• EXERCISE DETAILS: Pull out every line of the material below word for word, but leave the pictures out of your answer.
━━ EXTRACTED MATERIAL
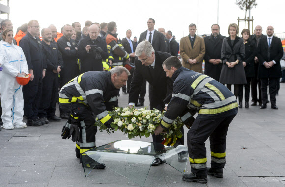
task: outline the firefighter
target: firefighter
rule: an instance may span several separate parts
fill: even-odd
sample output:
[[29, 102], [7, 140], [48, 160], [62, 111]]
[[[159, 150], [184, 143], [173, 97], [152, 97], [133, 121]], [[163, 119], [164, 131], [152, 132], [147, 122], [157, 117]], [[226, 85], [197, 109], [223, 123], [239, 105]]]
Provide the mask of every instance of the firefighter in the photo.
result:
[[62, 138], [69, 138], [73, 130], [71, 129], [79, 128], [80, 138], [77, 138], [78, 135], [73, 134], [72, 139], [77, 141], [77, 158], [81, 158], [84, 152], [96, 147], [95, 118], [109, 127], [114, 121], [108, 111], [118, 106], [118, 92], [126, 85], [129, 75], [127, 69], [120, 66], [110, 71], [89, 71], [72, 79], [61, 88], [59, 106], [70, 111], [61, 136]]
[[[184, 174], [182, 179], [206, 183], [207, 173], [223, 177], [227, 132], [237, 114], [235, 96], [213, 78], [183, 67], [176, 57], [168, 58], [163, 66], [166, 76], [174, 82], [173, 90], [161, 125], [157, 127], [155, 134], [167, 130], [186, 107], [190, 108], [193, 114], [198, 113], [187, 133], [192, 173]], [[209, 137], [212, 159], [211, 167], [207, 168], [205, 142]]]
━━━━
• RESPONSE BELOW:
task: outline the firefighter
target: firefighter
rule: an instance may span several separate parts
fill: even-odd
sample output:
[[29, 102], [7, 140], [48, 160], [62, 111]]
[[[159, 150], [184, 143], [173, 97], [152, 97], [133, 121]], [[163, 119], [164, 131], [152, 132], [147, 122], [157, 117]], [[226, 85], [197, 109], [223, 123], [239, 105]]]
Provide the mask of every instance of the firefighter in the photo.
result:
[[62, 138], [69, 138], [73, 130], [71, 129], [79, 128], [80, 138], [77, 138], [78, 135], [73, 134], [72, 139], [77, 141], [77, 158], [81, 158], [84, 152], [96, 147], [95, 118], [109, 127], [114, 121], [108, 111], [118, 106], [118, 92], [126, 85], [129, 75], [127, 69], [120, 66], [110, 71], [89, 71], [72, 79], [61, 88], [59, 106], [70, 111], [61, 136]]
[[[184, 174], [182, 179], [206, 183], [207, 173], [223, 177], [227, 132], [237, 114], [235, 96], [213, 78], [183, 67], [176, 57], [168, 58], [163, 66], [166, 76], [174, 82], [173, 90], [161, 125], [157, 127], [155, 134], [167, 130], [186, 107], [190, 108], [193, 114], [198, 113], [187, 133], [192, 173]], [[209, 137], [212, 159], [211, 167], [207, 168], [205, 142]]]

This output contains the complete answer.